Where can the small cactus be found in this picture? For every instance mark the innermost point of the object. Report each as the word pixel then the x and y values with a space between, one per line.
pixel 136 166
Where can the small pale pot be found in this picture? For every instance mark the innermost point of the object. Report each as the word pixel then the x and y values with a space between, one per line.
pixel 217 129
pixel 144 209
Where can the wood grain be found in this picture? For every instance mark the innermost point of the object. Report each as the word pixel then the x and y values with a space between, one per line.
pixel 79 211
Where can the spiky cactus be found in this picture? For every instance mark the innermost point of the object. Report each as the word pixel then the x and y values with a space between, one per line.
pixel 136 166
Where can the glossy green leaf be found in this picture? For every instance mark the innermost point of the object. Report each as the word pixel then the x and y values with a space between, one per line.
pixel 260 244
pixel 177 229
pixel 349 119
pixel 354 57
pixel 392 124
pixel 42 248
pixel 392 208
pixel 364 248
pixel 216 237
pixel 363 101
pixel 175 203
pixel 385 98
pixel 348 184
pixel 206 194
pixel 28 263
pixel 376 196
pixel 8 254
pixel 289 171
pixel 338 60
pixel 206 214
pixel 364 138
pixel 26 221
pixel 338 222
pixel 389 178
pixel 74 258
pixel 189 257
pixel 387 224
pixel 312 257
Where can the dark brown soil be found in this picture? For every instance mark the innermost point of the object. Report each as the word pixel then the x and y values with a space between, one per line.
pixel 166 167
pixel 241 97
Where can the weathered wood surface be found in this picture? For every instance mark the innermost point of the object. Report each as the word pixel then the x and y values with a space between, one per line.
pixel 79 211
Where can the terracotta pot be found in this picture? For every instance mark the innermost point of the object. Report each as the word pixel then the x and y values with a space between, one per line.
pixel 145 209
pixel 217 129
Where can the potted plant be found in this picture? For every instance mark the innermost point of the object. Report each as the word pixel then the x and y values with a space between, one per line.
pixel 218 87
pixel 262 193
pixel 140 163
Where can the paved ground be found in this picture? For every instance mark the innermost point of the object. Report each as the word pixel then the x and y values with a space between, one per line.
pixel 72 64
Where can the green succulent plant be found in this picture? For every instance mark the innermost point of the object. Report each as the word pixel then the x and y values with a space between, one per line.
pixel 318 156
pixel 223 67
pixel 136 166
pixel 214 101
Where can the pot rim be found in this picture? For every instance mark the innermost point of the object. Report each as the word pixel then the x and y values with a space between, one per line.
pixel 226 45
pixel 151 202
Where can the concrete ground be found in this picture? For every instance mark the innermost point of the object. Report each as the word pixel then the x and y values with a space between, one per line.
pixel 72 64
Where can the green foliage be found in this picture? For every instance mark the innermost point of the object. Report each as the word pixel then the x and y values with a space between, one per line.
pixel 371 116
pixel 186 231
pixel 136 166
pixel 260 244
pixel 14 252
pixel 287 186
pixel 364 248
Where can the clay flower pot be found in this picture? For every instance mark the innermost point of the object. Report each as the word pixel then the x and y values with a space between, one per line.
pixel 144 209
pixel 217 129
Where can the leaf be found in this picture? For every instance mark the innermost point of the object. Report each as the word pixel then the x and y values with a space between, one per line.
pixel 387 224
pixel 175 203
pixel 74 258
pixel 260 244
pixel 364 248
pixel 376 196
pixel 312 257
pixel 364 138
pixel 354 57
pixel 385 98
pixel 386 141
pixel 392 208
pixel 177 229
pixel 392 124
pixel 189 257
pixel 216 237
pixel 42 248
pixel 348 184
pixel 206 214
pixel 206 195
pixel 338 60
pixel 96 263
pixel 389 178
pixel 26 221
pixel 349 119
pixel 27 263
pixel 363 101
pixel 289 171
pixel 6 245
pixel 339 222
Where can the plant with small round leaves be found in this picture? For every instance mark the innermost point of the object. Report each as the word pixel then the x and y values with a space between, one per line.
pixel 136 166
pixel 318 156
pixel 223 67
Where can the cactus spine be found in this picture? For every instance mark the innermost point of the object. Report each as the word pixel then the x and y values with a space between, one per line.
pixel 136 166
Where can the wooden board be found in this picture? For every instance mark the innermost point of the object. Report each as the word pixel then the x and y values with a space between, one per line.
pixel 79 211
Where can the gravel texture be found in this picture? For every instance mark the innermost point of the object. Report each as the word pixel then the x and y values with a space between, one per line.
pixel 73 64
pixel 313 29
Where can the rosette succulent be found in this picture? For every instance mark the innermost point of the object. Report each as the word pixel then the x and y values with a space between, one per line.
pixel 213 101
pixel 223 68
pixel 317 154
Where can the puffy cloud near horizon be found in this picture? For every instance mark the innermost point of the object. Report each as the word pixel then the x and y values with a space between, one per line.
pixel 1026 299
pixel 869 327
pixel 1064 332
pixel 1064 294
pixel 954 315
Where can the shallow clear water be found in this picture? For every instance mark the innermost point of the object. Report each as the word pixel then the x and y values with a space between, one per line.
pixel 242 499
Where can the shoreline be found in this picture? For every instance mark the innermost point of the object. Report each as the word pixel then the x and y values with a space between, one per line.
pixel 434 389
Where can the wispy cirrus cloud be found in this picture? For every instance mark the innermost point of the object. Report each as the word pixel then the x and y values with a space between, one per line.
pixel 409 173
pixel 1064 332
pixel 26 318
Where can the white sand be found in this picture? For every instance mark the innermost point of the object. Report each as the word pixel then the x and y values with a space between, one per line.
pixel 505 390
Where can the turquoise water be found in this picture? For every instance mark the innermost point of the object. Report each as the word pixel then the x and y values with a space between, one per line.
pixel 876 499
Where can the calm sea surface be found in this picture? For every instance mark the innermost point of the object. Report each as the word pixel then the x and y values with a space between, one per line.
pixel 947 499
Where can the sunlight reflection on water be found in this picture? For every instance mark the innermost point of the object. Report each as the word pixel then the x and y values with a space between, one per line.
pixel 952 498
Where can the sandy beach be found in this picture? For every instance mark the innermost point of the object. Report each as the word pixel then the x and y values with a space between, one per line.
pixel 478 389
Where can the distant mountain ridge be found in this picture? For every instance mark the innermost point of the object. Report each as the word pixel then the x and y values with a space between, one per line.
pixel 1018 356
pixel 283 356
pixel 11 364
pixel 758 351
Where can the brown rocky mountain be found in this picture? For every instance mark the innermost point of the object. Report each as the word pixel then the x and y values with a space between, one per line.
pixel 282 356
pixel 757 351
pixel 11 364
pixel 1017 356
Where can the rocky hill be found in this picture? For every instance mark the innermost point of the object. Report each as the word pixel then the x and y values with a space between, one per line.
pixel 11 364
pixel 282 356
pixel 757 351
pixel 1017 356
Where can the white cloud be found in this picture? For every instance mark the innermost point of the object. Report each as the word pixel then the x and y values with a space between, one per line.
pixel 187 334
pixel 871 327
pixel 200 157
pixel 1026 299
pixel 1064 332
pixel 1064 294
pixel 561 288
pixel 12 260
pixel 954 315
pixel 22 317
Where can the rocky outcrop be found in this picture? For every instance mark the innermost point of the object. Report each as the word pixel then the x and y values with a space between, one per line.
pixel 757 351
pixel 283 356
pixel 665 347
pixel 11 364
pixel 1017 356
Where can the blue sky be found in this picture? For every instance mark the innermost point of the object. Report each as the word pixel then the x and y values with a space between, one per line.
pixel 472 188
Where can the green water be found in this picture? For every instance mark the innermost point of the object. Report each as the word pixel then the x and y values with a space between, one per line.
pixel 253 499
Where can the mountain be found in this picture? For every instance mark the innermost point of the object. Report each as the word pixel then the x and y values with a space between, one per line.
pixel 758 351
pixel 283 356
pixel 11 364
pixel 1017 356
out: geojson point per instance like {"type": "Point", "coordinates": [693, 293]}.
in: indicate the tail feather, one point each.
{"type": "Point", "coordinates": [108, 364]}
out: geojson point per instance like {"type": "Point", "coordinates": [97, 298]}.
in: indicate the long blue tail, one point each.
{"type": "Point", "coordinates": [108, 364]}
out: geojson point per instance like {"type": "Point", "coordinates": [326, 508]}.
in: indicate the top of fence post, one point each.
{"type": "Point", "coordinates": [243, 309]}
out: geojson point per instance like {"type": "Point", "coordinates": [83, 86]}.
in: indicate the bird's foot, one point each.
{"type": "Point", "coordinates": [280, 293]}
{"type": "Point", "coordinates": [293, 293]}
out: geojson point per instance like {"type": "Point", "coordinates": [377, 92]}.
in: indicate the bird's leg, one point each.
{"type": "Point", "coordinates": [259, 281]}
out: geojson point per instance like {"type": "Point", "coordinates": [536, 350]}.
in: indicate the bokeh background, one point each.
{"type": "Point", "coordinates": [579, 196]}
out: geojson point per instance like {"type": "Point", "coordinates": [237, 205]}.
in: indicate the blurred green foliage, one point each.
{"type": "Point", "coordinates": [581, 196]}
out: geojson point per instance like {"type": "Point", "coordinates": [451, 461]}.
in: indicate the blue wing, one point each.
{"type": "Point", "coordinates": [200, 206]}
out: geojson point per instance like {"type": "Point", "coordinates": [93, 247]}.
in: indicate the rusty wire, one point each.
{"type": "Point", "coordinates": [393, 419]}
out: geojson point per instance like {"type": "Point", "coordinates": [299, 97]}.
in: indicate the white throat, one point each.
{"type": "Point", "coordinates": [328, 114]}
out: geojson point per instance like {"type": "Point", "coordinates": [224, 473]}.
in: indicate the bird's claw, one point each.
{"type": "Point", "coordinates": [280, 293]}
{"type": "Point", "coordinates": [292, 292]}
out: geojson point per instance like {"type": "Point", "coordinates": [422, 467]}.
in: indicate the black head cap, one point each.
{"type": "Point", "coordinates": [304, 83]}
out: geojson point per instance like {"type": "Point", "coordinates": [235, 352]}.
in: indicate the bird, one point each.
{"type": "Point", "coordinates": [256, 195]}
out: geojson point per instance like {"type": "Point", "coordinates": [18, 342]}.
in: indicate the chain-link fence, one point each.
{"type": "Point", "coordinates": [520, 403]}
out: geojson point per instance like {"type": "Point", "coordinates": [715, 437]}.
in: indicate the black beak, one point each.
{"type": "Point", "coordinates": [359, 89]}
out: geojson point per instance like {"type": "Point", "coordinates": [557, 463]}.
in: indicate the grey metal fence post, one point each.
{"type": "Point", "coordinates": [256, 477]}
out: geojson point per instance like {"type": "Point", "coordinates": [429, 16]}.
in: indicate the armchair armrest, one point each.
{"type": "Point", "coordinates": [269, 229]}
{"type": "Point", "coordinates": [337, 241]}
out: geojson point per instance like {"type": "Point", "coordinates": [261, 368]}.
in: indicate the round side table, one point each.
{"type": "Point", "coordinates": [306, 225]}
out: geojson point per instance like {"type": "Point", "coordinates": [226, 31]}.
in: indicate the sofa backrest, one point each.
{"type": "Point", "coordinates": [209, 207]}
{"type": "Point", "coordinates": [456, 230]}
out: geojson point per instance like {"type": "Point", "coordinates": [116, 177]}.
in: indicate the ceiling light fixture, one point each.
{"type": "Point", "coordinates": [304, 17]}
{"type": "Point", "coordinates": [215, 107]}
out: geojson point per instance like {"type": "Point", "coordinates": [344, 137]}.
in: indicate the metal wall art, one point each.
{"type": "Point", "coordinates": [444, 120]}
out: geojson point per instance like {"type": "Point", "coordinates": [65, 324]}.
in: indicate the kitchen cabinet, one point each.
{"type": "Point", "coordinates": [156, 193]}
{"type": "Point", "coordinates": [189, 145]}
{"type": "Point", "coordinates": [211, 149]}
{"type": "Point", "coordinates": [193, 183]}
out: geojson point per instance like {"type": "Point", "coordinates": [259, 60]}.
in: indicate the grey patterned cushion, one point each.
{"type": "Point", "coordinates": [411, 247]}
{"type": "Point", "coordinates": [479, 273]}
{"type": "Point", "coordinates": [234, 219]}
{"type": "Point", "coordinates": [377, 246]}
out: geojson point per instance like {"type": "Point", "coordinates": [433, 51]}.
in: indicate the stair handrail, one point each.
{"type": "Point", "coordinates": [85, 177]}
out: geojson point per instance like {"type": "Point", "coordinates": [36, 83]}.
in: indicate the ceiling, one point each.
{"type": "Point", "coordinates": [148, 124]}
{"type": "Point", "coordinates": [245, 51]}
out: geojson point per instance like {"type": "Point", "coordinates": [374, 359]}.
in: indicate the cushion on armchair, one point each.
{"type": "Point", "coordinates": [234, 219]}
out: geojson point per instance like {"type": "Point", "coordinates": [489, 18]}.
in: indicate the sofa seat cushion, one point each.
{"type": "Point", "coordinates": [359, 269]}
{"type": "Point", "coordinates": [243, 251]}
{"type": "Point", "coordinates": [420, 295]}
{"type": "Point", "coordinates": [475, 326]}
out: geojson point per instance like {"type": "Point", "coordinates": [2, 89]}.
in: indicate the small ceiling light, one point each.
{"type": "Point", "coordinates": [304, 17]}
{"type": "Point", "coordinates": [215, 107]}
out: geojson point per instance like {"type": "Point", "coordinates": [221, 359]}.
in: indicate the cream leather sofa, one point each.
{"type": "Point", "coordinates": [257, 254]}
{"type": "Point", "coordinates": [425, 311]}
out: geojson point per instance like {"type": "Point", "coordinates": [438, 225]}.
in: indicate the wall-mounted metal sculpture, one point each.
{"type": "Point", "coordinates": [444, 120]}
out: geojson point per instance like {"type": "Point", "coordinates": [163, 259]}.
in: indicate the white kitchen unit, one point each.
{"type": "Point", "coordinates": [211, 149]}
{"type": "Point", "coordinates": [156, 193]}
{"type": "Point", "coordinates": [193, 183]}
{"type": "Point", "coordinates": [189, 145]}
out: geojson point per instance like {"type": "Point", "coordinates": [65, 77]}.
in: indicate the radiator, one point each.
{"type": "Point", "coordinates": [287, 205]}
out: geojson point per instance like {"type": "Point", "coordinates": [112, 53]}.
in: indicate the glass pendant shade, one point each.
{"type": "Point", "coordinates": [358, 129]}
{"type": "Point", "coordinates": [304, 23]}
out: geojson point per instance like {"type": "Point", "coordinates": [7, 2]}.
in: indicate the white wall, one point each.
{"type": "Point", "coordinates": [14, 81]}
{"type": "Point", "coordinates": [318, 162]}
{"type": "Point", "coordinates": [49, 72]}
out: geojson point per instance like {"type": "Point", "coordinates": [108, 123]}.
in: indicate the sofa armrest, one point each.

Objective:
Show every line of the records above that contains the word "ceiling". Case counts, so skip lines where the word appears with different capitalization.

Full output:
in: indicate the ceiling light fixture, one point each.
in: indicate the ceiling, one point each.
in: indicate the small ceiling light, one point each.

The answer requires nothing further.